:: Records for processing ::

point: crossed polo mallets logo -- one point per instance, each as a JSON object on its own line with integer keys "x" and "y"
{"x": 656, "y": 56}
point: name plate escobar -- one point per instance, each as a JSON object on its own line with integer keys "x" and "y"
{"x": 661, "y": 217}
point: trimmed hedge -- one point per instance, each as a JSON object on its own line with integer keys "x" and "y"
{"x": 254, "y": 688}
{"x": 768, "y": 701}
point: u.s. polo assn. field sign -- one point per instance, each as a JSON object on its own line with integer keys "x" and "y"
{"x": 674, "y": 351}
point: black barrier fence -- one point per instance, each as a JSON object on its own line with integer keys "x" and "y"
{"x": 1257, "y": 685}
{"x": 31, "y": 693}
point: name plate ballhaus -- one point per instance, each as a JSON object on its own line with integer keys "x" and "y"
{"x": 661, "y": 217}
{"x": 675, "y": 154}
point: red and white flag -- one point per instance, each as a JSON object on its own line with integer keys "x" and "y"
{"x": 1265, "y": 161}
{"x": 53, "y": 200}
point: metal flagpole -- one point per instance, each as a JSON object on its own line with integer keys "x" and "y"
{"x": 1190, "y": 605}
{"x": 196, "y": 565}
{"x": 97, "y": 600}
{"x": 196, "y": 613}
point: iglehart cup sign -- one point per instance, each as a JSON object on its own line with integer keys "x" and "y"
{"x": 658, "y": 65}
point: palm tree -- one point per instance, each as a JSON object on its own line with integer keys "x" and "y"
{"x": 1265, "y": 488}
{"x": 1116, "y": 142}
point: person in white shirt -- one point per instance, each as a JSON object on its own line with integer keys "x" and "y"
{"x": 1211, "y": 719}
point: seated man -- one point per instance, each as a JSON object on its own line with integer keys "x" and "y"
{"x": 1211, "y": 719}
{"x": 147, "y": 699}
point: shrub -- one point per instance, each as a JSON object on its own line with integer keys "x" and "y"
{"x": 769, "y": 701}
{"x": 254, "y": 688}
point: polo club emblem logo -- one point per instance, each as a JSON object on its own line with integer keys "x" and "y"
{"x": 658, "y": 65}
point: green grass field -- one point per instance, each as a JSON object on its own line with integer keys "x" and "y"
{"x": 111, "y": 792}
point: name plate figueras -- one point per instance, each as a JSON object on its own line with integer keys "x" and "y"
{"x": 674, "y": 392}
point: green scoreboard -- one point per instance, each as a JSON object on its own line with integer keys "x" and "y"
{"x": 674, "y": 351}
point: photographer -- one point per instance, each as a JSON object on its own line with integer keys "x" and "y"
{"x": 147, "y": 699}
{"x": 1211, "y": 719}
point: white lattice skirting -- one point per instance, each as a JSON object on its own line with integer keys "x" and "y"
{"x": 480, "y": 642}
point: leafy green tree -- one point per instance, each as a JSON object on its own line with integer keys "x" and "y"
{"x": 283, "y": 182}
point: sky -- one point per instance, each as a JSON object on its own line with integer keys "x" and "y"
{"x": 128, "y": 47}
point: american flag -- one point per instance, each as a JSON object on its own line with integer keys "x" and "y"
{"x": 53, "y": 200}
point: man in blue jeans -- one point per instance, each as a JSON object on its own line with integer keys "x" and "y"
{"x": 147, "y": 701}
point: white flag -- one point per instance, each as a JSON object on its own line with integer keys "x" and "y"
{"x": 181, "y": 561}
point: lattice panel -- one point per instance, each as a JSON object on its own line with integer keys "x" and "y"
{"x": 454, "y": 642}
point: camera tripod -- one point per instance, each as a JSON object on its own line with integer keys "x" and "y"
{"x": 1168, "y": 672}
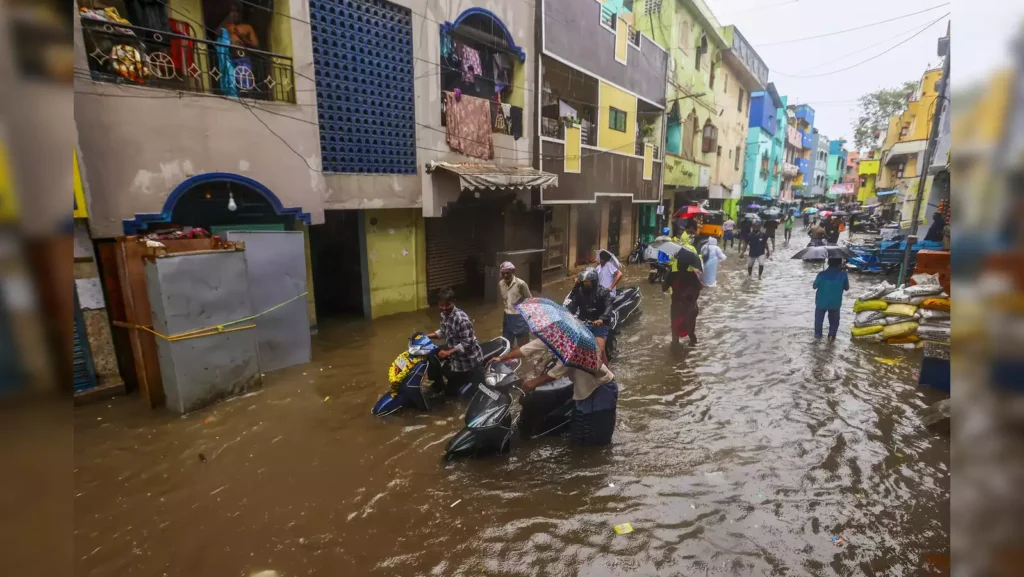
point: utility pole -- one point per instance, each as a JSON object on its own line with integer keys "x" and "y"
{"x": 911, "y": 238}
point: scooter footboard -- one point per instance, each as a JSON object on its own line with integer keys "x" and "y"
{"x": 547, "y": 410}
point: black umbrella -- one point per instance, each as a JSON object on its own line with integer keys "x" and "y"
{"x": 832, "y": 251}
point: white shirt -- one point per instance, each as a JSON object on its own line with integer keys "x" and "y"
{"x": 606, "y": 275}
{"x": 512, "y": 293}
{"x": 584, "y": 383}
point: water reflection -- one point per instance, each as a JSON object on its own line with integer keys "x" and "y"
{"x": 744, "y": 455}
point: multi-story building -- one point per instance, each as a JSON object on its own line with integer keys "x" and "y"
{"x": 820, "y": 155}
{"x": 601, "y": 127}
{"x": 802, "y": 119}
{"x": 763, "y": 160}
{"x": 742, "y": 70}
{"x": 850, "y": 172}
{"x": 394, "y": 134}
{"x": 793, "y": 150}
{"x": 694, "y": 40}
{"x": 906, "y": 142}
{"x": 176, "y": 124}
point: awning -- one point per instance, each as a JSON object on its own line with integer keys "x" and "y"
{"x": 473, "y": 176}
{"x": 901, "y": 150}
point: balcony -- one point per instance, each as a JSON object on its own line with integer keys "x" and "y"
{"x": 804, "y": 166}
{"x": 121, "y": 53}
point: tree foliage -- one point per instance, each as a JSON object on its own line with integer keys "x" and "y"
{"x": 876, "y": 110}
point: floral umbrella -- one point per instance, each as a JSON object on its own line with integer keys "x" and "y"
{"x": 568, "y": 338}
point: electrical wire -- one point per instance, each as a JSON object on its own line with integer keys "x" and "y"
{"x": 864, "y": 62}
{"x": 791, "y": 41}
{"x": 864, "y": 49}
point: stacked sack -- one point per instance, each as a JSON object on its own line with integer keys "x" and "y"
{"x": 903, "y": 317}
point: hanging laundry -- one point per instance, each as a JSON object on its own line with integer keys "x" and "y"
{"x": 470, "y": 64}
{"x": 446, "y": 45}
{"x": 516, "y": 117}
{"x": 468, "y": 123}
{"x": 502, "y": 72}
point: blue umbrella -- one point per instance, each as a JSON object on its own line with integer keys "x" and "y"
{"x": 565, "y": 335}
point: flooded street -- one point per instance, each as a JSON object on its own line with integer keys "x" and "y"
{"x": 744, "y": 455}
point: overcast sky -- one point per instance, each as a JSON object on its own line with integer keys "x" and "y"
{"x": 984, "y": 26}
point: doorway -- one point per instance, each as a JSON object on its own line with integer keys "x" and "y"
{"x": 336, "y": 253}
{"x": 588, "y": 233}
{"x": 614, "y": 227}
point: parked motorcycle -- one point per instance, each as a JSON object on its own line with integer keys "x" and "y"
{"x": 637, "y": 256}
{"x": 420, "y": 362}
{"x": 491, "y": 420}
{"x": 625, "y": 305}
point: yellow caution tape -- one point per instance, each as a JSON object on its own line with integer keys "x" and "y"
{"x": 212, "y": 330}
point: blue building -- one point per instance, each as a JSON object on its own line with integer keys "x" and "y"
{"x": 762, "y": 163}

:::

● **What you have to do**: Pull out every line from the one with "point: stacked sack" to the end of the listing, and output only those.

● **Exercise output**:
point: stacked sack -- one point per instance, each as a JSON object on its own line with integer keys "x" and "y"
{"x": 903, "y": 317}
point: hanging laundry -- one point per instance, each as a JSON object on its own line with integer keys "x" and "y"
{"x": 470, "y": 64}
{"x": 446, "y": 45}
{"x": 516, "y": 117}
{"x": 468, "y": 123}
{"x": 502, "y": 72}
point: blue umbrella -- one point per instance, each as a JSON object on its own line with integer keys "x" and "y"
{"x": 565, "y": 335}
point: flooded street -- one point per instance, each as a JSON object on its own line with integer keys "x" and "y"
{"x": 744, "y": 455}
point: overcast sky -- one point per instance, each as a JSON object on its own line with integer keys "x" and "y"
{"x": 984, "y": 26}
point: doorway -- one point per instance, each as a JSON object on its own line with integer keys "x" and "y"
{"x": 336, "y": 253}
{"x": 588, "y": 233}
{"x": 614, "y": 227}
point: parked motorcycle -- one point per instance, each as a JSON object on its own line with integer keys "x" and "y"
{"x": 637, "y": 256}
{"x": 420, "y": 362}
{"x": 491, "y": 420}
{"x": 625, "y": 305}
point: yellow caution tape -- one point per instance, each as a JSON object on its own line with integer keys "x" and "y"
{"x": 212, "y": 330}
point: blue building -- one point per instance, each as a JSON object on its own line with integer keys "x" and "y"
{"x": 762, "y": 163}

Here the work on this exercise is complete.